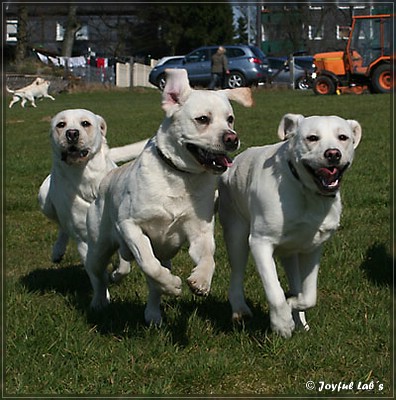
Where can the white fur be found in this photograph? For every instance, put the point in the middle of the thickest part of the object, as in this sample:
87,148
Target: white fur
77,170
36,90
279,209
150,208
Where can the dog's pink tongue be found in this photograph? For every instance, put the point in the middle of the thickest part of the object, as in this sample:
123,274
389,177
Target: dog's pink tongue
328,171
224,160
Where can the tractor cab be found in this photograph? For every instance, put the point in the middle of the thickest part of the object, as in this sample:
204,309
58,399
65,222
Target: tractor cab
365,63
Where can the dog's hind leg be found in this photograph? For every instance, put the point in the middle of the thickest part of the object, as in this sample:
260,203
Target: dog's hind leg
14,100
290,265
152,312
202,251
140,246
59,248
236,239
123,269
304,293
98,256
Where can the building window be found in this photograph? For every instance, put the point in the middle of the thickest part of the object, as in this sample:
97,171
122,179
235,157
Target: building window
315,33
60,32
81,34
315,7
343,32
12,30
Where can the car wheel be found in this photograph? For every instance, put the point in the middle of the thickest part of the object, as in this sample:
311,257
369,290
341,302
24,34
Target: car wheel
235,80
161,82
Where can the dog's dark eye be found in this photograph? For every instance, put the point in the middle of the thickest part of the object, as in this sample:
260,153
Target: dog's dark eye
203,120
85,124
313,138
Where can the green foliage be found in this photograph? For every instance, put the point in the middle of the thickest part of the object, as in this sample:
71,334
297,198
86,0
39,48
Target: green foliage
55,346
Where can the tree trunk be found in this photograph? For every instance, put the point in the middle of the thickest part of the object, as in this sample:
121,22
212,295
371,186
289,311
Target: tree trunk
21,47
72,27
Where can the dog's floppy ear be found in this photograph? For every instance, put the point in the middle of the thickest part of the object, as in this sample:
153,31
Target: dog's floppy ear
288,125
176,91
356,130
102,125
242,96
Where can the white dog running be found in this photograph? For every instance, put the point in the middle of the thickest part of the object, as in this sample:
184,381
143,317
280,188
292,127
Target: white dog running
148,209
36,90
284,200
81,158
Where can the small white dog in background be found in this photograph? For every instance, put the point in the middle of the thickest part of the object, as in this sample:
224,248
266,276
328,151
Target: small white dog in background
81,158
283,200
36,90
148,209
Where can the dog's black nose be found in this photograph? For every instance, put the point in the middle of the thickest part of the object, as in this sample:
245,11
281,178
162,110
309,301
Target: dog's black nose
230,140
72,136
333,155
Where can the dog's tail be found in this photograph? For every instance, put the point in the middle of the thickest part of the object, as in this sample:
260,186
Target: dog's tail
128,152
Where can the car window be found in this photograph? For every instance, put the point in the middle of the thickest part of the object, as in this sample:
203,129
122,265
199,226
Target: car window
258,53
234,52
172,61
198,56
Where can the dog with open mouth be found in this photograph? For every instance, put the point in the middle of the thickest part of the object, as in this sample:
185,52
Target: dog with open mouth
283,200
81,158
150,208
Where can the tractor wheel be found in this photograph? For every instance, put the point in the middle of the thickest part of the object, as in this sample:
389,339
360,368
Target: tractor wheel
324,85
381,80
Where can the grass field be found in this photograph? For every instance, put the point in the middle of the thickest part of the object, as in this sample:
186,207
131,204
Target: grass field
54,346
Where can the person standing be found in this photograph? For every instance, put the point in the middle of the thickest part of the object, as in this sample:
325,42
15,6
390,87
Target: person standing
219,68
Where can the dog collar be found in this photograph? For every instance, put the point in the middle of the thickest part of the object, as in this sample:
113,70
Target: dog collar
168,161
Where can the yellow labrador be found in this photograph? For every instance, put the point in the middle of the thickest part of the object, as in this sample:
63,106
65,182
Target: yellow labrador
81,158
36,90
283,200
150,208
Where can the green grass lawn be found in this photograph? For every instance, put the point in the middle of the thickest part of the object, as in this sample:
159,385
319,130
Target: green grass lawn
55,346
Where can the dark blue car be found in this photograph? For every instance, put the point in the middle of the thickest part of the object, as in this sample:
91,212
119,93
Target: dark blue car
248,66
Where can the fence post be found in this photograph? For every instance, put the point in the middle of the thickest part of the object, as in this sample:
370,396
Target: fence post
292,71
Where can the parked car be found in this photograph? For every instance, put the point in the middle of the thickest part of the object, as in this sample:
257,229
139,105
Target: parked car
280,71
248,66
168,60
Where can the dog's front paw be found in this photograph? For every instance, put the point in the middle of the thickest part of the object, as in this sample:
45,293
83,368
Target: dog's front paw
300,320
153,316
168,283
198,283
98,303
282,321
58,252
241,314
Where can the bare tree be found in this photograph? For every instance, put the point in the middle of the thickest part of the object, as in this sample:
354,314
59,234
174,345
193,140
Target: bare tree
73,25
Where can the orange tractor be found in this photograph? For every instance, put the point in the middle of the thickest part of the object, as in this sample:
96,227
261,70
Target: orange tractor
365,63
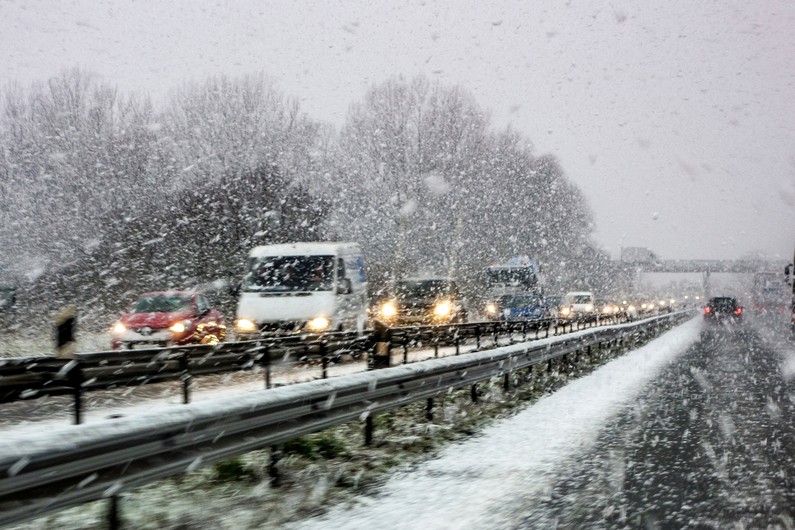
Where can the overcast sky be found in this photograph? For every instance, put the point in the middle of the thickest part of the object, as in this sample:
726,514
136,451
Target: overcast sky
676,119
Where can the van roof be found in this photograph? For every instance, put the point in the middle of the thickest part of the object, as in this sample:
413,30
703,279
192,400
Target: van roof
305,249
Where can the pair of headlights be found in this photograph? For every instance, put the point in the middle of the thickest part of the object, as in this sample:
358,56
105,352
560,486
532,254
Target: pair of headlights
442,308
177,327
245,325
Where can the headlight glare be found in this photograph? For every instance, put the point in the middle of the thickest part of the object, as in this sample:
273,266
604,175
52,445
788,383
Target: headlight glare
388,310
318,324
245,325
442,309
178,327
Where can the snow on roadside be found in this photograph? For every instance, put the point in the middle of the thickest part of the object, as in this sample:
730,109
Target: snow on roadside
470,482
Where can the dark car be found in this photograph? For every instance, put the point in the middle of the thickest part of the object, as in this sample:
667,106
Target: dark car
422,301
168,318
723,308
517,306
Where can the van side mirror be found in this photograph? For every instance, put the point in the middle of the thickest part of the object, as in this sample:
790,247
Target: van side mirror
344,286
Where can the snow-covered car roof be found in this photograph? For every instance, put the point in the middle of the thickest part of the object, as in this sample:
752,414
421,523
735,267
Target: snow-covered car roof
304,249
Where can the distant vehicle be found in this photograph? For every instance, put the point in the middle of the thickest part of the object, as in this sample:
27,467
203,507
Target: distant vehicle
423,301
8,297
553,304
722,308
518,274
523,306
770,292
511,286
302,288
168,318
579,303
606,308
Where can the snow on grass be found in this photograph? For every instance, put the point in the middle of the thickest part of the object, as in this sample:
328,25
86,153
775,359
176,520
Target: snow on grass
470,483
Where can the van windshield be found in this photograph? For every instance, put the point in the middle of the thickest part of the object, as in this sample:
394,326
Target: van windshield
580,299
422,288
290,273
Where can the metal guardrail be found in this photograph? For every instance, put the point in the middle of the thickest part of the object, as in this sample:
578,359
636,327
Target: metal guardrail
39,377
78,464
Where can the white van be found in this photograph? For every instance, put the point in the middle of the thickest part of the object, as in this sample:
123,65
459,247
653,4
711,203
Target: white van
302,287
580,302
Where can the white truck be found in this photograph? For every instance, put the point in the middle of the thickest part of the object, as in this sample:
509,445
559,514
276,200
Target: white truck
302,288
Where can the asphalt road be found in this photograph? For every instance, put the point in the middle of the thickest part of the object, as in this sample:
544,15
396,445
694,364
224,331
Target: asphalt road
711,444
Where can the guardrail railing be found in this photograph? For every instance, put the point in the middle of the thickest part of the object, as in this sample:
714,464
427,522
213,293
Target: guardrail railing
39,377
78,464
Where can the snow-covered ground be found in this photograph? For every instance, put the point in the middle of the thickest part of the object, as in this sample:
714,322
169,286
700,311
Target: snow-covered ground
473,484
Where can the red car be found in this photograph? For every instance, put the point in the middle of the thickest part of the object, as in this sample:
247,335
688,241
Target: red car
168,318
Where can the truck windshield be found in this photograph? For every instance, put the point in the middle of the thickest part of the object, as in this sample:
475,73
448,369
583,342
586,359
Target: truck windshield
520,301
422,289
161,303
520,277
290,273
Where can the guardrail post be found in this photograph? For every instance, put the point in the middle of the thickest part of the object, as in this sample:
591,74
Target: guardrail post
273,466
383,345
76,380
265,361
368,430
324,359
114,522
185,376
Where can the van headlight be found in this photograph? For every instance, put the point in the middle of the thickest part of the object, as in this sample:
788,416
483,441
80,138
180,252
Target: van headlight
179,327
318,324
245,325
388,309
442,308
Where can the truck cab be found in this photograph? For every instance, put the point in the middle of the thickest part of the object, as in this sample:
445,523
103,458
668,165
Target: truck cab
302,288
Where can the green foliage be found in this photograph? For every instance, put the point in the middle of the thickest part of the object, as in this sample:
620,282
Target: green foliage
233,470
314,446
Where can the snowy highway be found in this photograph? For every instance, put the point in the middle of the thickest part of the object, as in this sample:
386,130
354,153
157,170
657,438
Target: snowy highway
692,430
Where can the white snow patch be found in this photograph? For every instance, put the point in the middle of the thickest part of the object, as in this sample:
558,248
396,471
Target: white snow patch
469,483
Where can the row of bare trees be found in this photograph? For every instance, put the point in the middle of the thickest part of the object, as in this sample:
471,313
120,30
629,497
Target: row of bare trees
102,195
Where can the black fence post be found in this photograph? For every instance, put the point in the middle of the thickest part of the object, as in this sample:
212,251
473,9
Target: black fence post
185,376
382,348
368,430
76,381
273,466
114,521
324,359
266,362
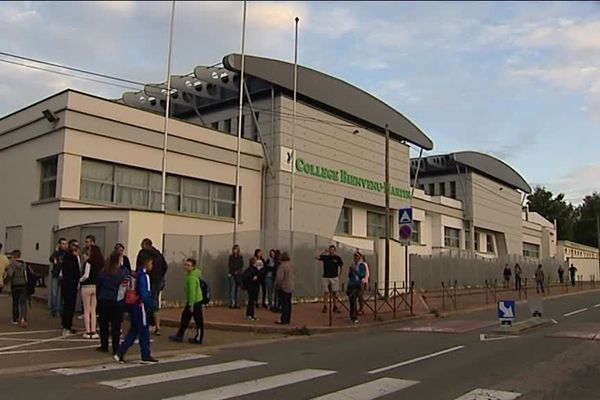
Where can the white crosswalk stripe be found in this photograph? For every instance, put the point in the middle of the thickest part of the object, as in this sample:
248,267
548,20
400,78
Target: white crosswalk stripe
255,386
487,394
115,366
370,390
179,374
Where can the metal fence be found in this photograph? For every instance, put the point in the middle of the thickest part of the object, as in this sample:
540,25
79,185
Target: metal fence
212,252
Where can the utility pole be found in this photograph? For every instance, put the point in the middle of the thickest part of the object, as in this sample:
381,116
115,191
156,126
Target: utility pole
387,212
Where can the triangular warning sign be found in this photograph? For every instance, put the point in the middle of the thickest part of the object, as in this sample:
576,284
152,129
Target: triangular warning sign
405,218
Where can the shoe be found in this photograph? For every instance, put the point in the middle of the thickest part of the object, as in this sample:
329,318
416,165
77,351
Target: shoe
176,338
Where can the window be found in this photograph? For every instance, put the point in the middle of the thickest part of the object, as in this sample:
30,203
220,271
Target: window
490,244
140,188
416,235
531,250
343,226
453,189
49,168
451,237
375,224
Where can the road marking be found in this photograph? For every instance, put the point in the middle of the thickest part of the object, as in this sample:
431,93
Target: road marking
48,350
115,366
485,394
484,338
28,332
370,390
414,360
176,375
575,312
255,386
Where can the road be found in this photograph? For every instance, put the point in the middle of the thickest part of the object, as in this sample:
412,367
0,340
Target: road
373,363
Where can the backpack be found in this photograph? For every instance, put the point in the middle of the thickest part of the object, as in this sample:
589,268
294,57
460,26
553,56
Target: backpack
132,296
205,288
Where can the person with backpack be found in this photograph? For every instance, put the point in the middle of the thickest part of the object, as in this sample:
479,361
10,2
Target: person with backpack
251,282
235,265
284,284
110,298
139,297
356,274
194,302
70,285
19,275
93,265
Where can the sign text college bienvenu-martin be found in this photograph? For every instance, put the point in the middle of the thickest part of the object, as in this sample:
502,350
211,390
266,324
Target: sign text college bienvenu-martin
343,176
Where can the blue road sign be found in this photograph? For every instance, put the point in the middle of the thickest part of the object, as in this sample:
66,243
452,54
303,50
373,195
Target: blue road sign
405,216
506,309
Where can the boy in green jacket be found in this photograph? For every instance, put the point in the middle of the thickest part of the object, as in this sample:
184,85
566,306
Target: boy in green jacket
193,305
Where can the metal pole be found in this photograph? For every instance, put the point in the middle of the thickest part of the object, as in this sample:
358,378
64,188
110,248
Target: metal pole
294,127
239,138
387,212
167,111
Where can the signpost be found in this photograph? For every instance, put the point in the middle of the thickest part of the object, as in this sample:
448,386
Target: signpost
506,312
405,221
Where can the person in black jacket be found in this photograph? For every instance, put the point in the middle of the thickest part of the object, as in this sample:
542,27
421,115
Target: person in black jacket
69,285
157,280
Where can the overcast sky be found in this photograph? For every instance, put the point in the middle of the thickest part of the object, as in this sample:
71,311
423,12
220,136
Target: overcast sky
517,80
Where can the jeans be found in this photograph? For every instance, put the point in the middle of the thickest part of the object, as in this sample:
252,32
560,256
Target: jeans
286,306
234,291
186,316
353,297
111,314
19,294
55,300
269,290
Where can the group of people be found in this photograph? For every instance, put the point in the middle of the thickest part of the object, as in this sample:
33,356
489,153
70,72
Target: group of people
274,276
539,276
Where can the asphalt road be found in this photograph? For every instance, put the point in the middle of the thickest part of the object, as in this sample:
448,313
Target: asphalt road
376,363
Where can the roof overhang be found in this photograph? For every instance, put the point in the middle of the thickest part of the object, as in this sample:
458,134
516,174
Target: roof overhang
333,93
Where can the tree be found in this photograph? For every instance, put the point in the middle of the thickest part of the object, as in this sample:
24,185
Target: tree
553,208
586,228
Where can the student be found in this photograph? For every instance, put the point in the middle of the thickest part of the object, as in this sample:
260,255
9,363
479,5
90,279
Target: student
235,265
70,285
251,280
356,274
110,307
16,276
56,259
539,279
139,312
332,264
284,283
93,265
507,274
193,306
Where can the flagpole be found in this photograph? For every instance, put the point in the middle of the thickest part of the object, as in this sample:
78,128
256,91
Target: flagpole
239,138
167,110
294,127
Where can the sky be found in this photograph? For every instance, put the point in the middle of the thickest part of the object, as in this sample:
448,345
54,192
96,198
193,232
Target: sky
517,80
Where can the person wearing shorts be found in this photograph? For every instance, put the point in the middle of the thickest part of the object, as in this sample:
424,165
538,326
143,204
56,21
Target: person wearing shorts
332,265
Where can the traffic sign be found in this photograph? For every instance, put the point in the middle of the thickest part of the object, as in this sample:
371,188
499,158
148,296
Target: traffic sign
405,215
506,310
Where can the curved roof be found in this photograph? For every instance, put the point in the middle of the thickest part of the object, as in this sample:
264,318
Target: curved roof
493,167
331,92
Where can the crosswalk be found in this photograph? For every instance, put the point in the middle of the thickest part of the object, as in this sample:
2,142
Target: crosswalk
388,387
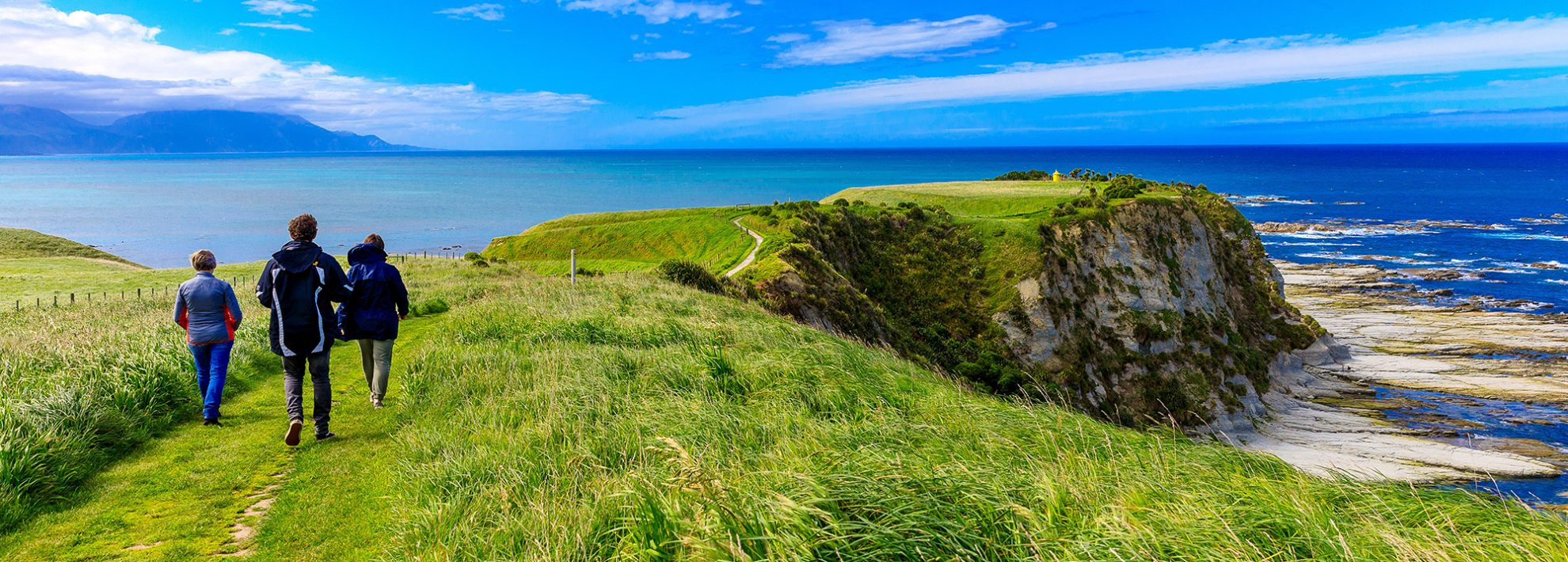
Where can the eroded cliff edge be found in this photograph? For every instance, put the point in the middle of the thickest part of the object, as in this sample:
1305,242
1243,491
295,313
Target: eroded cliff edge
1158,309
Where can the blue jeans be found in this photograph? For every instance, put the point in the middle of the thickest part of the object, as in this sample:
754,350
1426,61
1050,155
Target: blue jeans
212,371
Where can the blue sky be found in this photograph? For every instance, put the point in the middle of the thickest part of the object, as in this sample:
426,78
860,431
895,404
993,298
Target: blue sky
560,74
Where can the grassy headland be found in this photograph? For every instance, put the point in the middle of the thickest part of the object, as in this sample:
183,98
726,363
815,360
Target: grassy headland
19,243
630,419
629,241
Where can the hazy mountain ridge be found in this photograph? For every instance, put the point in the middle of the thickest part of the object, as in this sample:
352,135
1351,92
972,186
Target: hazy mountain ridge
29,131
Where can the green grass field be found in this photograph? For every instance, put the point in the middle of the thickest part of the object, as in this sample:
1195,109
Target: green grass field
630,419
971,199
629,241
19,243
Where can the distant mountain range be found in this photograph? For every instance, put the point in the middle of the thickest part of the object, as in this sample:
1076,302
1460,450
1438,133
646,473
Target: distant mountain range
27,131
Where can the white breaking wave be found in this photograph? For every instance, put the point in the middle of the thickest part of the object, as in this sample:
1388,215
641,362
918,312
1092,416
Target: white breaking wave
1521,235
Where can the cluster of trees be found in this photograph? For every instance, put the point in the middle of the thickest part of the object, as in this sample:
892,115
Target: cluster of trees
1017,176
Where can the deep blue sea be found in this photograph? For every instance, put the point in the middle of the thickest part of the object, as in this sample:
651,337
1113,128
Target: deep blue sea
157,209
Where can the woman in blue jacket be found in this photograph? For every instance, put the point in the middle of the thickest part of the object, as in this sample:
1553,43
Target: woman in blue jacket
209,312
374,310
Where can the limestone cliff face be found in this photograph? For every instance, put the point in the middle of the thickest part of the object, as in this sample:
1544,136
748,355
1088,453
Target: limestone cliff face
1163,310
1155,310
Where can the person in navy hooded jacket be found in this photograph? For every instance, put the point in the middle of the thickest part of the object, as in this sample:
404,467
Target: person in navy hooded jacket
300,285
209,312
372,313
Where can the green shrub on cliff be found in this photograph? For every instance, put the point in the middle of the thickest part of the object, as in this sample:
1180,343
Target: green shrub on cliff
691,275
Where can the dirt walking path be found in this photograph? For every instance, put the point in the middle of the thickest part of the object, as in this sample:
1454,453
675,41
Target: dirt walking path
237,491
750,257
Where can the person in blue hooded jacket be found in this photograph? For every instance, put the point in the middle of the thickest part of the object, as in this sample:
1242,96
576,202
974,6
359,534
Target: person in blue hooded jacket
209,312
372,313
300,285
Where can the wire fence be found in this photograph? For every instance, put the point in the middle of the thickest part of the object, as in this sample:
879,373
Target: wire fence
157,291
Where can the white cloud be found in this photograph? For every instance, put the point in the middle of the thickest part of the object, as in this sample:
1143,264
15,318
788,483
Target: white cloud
657,11
789,38
108,65
280,6
858,41
1414,51
662,55
485,11
276,25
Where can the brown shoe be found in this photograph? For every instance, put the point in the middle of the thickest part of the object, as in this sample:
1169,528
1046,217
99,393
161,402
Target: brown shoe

- [Directions] Return the line that contains "Where can the wire" and all lines after it, verbatim, and nothing else.

- [Answer]
Where can the wire fence be found in this photograph? For every instance, put the point in the middle of the thickest part of the object, as in this sample:
879,373
Target: wire fence
157,291
Where can the white cloud be found in this photograph? For every instance, put the point in the middle of the thickest part of the object, as in this sample:
1143,264
15,318
788,483
Target: white cloud
657,11
789,38
108,65
280,6
858,41
1414,51
662,55
485,11
276,25
Where can the brown shoe be found in this photograph? For every instance, put the point in the middle of the thickest part of the object, as in this sample:
1169,528
1046,217
99,393
161,402
Target: brown shoe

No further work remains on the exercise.